- _DATA SHOWN_

|---|

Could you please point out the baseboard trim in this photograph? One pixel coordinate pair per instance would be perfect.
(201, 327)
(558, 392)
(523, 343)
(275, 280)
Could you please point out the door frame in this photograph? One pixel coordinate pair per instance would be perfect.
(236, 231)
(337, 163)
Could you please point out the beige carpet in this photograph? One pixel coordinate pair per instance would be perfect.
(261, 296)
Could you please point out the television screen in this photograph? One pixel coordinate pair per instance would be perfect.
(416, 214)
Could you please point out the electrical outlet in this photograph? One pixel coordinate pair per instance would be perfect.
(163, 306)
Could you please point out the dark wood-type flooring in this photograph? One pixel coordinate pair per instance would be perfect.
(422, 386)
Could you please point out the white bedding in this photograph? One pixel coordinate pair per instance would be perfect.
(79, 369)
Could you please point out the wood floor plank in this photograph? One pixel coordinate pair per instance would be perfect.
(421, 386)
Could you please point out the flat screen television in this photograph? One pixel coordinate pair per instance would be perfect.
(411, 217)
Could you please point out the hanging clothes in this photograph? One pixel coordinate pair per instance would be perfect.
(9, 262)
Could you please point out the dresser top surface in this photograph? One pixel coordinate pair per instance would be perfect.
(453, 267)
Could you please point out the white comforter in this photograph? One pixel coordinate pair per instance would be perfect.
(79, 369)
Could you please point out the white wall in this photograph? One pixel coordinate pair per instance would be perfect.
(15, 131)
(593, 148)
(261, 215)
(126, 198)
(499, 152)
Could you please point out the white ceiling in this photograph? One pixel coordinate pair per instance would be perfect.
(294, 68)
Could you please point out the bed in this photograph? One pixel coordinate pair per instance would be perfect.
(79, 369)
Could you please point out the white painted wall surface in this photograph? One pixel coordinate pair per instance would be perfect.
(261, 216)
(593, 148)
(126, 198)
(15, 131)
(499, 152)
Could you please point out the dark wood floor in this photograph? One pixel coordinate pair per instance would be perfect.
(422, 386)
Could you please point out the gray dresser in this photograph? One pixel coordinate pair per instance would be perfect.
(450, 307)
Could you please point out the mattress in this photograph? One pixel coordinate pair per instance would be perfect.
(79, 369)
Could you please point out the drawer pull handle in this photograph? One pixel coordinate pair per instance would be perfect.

|---|

- _EXERCISE DETAILS_
Begin at the line containing "Could you please point out the gray" and stop at the end of the records. Reproduce those lines with "mattress" swapped for "headboard" and everything else unchanged.

- _FULL RESPONSE_
Could you please point out the gray dresser in this photograph? One pixel coordinate pair per instance would be perfect.
(450, 307)
Could you please point out the headboard in this photograph? One pixel coordinate pair per instance would be perfect.
(79, 369)
Could you please point out the drawer pull handle in this photograph? One pixel coordinate pair per instance would be perfect.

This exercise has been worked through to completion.